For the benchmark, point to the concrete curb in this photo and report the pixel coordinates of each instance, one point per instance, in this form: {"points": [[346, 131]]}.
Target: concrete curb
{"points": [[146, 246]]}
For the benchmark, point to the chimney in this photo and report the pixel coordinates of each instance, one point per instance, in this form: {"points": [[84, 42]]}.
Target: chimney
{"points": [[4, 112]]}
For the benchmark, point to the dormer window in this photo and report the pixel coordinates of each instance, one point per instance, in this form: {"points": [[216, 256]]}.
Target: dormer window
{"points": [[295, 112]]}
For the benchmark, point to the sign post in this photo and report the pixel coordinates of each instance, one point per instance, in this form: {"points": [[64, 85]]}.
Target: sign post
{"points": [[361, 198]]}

###

» **SHORT TASK**: Express the lines above as a JSON list of strings, one string per line, leaving out any blank lines.

» **FULL RESPONSE**:
[
  "For the benchmark, point to the concrete curb in this photo and report the pixel coordinates of each instance, one point per instance, in this form: {\"points\": [[346, 131]]}.",
  "Target: concrete curb",
  "{\"points\": [[146, 246]]}",
  "For the benchmark, point to the chimney in this photo and report the pixel coordinates of each instance, one point per instance, in this form: {\"points\": [[84, 42]]}.",
  "Target: chimney",
  "{\"points\": [[4, 112]]}",
  "For the benchmark, point to the dormer window in this photo and report the pixel coordinates of each instance, one point per instance, in this form: {\"points\": [[216, 256]]}.",
  "Target: dormer window",
  "{\"points\": [[295, 112]]}",
  "For the benchmark, point to the sign post in this photo and report the pixel coordinates of each instance, one point per instance, in this form: {\"points\": [[64, 85]]}.",
  "Target: sign post",
  "{\"points\": [[361, 198]]}"
]